- _What this exercise asks_
1 – Condense the paragraph in the blog post that begins "Maybe it's that this park has history" into a short bulleted list that keeps its main facts.
2 – Pull out every line of the rows that contains the string "yellow", matching case exactly.

## BEGIN Source

Showing posts with label Killingworth. Show all posts
Showing posts with label Killingworth. Show all posts

Wednesday, February 3, 2016

Chatfield Hollow

There is no logical reason why Chatfield Hollow State Park in Killingworth is one of my favorite places in Connecticut.

I'm not into rock-climbing.

I don't fish.

I don't mountain bike; in fact, I don't bike at all.

I don't swim in ponds.

I'm slightly disconcerted by beaches that freeze in winter, and sand surrounded by pine trees seems to me a sort of alien landscape.

I don't picnic very often - in fact I picnic so infrequently that I'm now questioning whether or not picnic is actually a verb.

I do love to walk and hike, but I typically prefer trails designed for lazy people, not the kind where you suddenly find yourself at the top of a massive rock formation with no idea how to get down. 

But despite all that, there is something I love about this park.

It could be the way every view looks different in every season.

Or the way the man-made structures, like the covered bridge and the dam, blend so nicely into the natural environment, almost as if they were here all along.

Maybe it's that this park has history, and by that I mean 1930s history, when the Civilian Conservation Corps built a dam across Chatfield Hollow Brook, and 1630s history, when the Chatfield brothers came from England and built what is believed to have been a gristmill. And then there's the history before that, when what is now the main park road was an Indian trail.

Perhaps it's that you can feel alone here, but you're never really too far from another person walking a dog or pushing a stroller or admiring the way the boardwalk winds above the swamp. 

Of course, you don't need a good reason to like a place. You can like it simply because it has a water wheel, or because there's a stairway carved into the forest floor.

If you go to Chatfield Hollow, be aware that in-season, you can drive through the park and leave your car in one of several lots close to most trail-heads and points of interest; off-season, you have to park near the entrance and walk in.

Monday, February 25, 2013

Killingworth Schoolhouses, Take Two

Back in early December, I found a rare green schoolhouse in Killingworth, and noted that it was one of seven (or eight) that still exist in the town. They're not all as special as the green one. One is part of the Resident State Trooper's house at the traffic circle where Route 81 meets Route 80. One is unrecognizable as a portion of the VFW hall. One (the Black Rock School, above) belongs to the Killingworth Historical Society.

## END Source
## BEGIN Data supplied

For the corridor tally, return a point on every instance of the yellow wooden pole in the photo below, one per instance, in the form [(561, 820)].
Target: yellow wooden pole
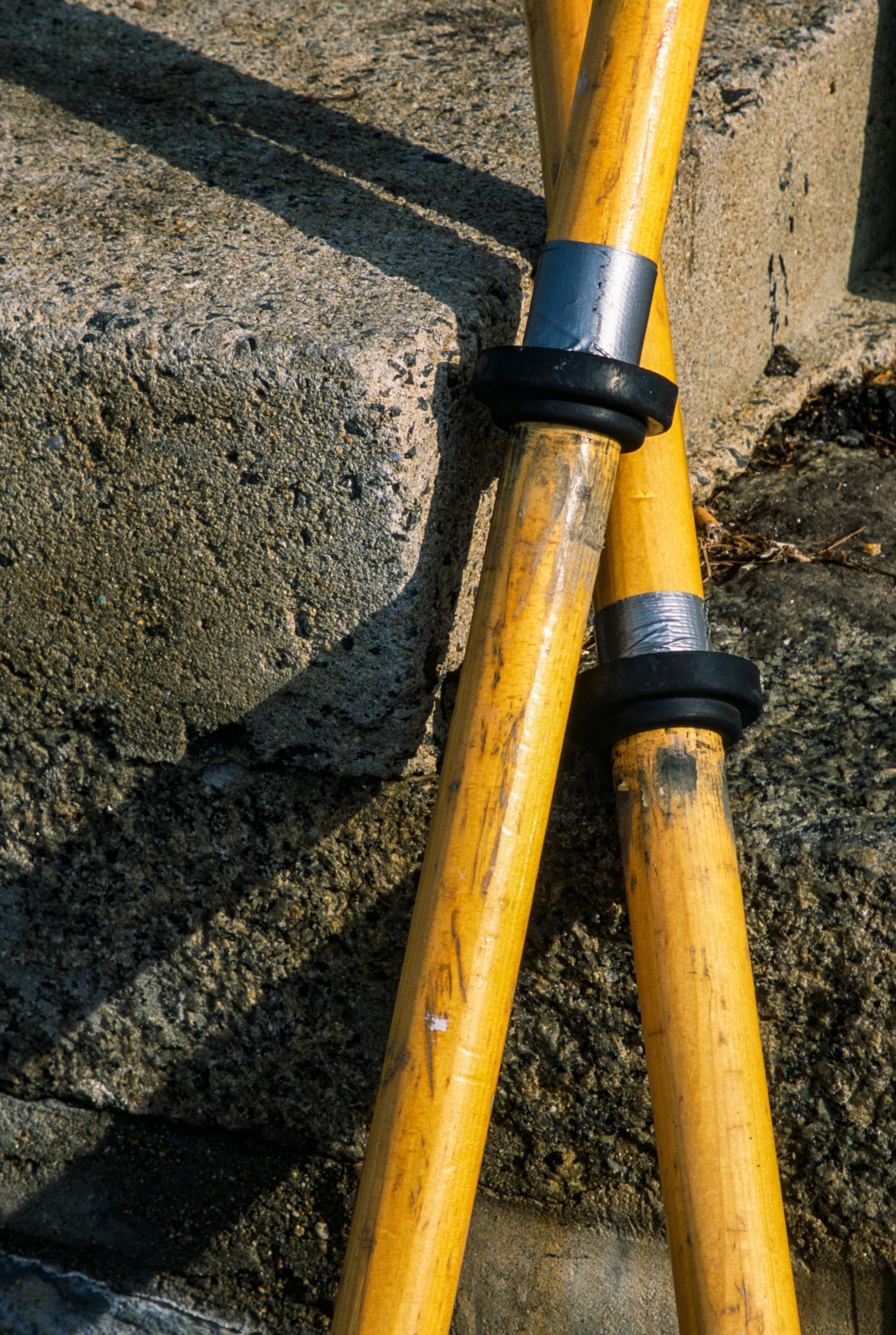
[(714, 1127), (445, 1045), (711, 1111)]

## END Data supplied
## BEGIN Data supplied

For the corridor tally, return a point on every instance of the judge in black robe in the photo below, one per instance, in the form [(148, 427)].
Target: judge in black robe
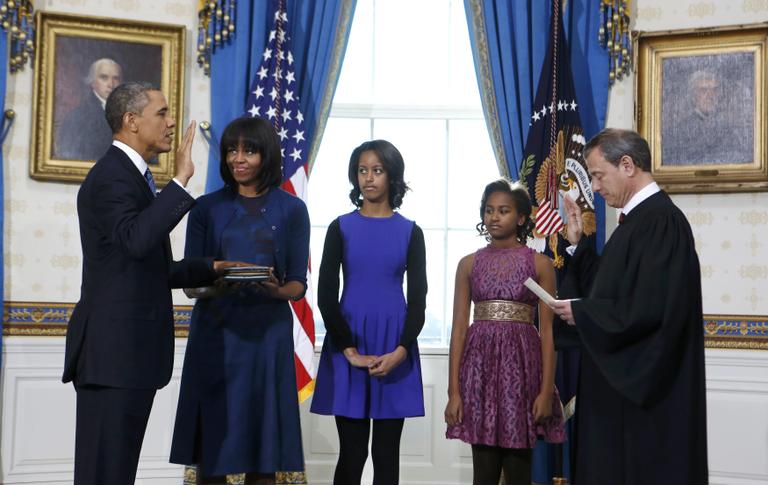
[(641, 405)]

## END Data supplied
## BEGIN Data supplied

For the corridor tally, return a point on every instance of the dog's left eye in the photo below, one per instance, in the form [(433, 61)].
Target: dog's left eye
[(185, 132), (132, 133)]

## END Data supplied

- _Final answers_
1 –
- The park's appeal may lie in its history.
- In the 1930s, the Civilian Conservation Corps built a dam across Chatfield Hollow Brook.
- In the 1630s, the Chatfield brothers came from England and built what is believed to have been a gristmill.
- Before that, what is now the main park road was an Indian trail.

2 –
For the corridor tally, return a point on every instance of the yellow wooden pole in the photo below, one per instance, in the form [(561, 820)].
Target: yellow wooden pole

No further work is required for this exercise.